INSTRUCTION.
Count the lines in the records below that contain the word "fire". Give only the number.

(Collection entries)

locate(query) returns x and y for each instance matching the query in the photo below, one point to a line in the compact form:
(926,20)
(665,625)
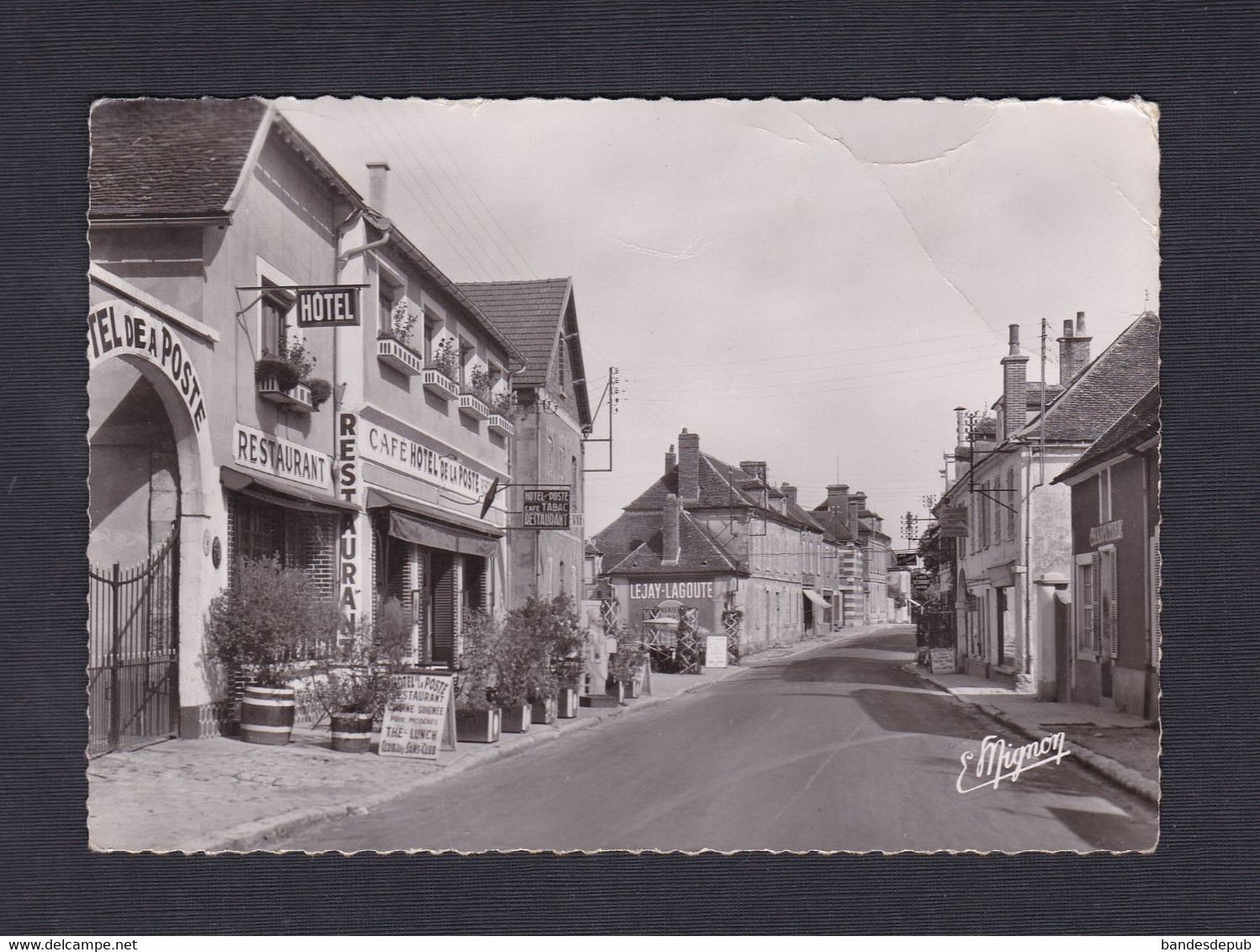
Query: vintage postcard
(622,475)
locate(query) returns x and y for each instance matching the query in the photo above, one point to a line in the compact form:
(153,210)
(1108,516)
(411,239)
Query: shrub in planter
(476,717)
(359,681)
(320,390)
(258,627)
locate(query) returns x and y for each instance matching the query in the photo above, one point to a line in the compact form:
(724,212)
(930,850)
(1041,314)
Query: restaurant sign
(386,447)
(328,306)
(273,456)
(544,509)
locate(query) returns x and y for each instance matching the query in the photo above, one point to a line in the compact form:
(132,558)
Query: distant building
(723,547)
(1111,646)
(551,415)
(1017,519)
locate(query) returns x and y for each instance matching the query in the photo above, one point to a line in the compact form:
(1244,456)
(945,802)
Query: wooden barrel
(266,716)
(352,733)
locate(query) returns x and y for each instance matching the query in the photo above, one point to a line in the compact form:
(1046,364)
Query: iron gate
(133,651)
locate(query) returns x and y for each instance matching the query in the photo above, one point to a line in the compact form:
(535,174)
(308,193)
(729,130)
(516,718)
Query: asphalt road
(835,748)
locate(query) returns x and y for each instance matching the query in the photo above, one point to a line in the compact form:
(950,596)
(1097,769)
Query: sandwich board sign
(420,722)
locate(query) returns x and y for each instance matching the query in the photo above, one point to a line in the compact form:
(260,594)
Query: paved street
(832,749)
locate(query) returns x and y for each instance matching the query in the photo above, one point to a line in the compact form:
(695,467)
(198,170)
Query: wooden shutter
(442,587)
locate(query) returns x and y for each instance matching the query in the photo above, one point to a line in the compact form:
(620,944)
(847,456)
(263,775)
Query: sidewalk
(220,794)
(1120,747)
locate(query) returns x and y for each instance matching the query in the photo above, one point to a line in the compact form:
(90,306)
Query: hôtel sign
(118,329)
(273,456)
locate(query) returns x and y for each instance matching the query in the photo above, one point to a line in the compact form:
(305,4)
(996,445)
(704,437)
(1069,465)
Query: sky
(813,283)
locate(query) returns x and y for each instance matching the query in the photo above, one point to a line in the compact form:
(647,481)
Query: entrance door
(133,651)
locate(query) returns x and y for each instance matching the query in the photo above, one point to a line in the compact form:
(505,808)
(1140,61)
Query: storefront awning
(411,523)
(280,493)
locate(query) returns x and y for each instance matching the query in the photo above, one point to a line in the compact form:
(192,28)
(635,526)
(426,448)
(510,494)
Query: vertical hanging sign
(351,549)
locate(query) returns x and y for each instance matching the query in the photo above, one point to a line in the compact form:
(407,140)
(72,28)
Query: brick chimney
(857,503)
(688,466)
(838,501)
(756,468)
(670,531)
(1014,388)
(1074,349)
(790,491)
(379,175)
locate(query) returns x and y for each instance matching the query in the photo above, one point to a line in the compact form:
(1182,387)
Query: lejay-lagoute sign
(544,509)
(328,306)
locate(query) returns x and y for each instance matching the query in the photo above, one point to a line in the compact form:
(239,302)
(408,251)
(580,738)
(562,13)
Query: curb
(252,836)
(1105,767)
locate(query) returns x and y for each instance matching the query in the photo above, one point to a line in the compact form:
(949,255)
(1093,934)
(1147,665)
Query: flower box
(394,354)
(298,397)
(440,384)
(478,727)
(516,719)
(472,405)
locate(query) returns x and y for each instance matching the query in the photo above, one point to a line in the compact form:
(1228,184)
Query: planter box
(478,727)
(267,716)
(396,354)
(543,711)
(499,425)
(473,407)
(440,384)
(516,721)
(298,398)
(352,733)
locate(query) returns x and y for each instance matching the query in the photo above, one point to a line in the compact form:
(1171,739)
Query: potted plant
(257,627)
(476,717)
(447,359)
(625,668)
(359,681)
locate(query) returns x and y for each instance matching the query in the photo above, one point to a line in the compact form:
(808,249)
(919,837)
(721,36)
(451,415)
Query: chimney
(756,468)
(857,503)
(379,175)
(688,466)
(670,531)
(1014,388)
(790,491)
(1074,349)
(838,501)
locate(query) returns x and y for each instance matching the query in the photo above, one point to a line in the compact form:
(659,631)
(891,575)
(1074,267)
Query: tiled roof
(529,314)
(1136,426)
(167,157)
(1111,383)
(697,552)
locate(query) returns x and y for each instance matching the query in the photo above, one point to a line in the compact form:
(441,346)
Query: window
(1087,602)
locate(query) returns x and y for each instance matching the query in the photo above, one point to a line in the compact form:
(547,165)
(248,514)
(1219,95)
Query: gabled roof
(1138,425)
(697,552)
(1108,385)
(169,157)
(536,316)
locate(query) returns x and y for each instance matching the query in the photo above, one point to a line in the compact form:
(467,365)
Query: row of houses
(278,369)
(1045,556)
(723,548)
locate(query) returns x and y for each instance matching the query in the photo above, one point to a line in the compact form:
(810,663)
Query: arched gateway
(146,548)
* * *
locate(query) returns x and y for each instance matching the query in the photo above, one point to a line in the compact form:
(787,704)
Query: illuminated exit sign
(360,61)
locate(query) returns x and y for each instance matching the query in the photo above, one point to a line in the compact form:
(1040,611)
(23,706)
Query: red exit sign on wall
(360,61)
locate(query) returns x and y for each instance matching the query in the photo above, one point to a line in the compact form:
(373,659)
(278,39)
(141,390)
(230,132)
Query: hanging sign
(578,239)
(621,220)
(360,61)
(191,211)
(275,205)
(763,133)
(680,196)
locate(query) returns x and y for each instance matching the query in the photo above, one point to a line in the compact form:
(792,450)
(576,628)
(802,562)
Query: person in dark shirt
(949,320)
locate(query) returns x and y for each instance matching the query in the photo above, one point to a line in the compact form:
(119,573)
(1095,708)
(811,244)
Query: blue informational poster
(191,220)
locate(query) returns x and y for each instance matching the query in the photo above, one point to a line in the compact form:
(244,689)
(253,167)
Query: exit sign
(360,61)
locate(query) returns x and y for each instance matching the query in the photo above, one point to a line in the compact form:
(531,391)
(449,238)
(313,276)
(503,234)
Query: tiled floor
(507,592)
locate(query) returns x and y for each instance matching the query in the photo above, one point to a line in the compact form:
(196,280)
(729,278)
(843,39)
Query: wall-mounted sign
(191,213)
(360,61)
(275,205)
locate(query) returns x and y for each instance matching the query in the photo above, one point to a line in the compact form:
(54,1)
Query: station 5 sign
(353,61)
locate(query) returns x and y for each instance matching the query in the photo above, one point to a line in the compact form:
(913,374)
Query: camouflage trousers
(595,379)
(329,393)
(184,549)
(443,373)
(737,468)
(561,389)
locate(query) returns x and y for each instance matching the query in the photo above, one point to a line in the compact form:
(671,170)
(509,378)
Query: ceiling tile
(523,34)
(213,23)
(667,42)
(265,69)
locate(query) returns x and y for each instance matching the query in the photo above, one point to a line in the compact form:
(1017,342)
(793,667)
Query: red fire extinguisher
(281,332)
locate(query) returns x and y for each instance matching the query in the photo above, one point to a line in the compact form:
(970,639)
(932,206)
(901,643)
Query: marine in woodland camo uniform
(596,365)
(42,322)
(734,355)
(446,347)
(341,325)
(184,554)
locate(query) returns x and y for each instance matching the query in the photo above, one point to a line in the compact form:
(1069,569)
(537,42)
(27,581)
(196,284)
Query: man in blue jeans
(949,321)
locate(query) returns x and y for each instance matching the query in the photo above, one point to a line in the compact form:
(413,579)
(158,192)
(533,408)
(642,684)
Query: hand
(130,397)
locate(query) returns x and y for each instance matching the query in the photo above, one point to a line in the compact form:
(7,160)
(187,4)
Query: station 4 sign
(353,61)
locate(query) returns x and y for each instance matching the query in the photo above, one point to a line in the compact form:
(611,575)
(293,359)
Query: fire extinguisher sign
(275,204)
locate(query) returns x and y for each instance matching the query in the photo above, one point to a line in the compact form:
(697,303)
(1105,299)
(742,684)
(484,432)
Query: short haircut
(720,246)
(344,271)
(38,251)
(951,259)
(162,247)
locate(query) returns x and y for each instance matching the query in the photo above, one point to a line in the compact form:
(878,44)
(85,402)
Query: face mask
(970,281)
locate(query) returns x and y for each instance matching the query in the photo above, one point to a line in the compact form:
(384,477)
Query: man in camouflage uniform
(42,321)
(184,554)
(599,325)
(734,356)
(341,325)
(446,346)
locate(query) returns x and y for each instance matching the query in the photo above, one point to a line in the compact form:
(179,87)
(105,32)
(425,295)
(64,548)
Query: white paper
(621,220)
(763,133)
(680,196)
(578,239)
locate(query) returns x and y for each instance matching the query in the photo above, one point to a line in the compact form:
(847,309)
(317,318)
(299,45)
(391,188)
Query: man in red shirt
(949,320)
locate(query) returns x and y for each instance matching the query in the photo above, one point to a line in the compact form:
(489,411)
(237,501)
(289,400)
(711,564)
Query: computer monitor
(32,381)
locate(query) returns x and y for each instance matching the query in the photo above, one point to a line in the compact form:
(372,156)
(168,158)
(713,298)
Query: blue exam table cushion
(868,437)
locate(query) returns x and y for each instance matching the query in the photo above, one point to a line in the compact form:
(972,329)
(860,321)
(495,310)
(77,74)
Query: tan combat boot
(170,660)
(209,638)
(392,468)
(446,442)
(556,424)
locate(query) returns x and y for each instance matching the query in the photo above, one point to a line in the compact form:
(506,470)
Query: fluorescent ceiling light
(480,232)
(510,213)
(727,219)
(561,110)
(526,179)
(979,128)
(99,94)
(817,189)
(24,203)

THE OUTPUT.
2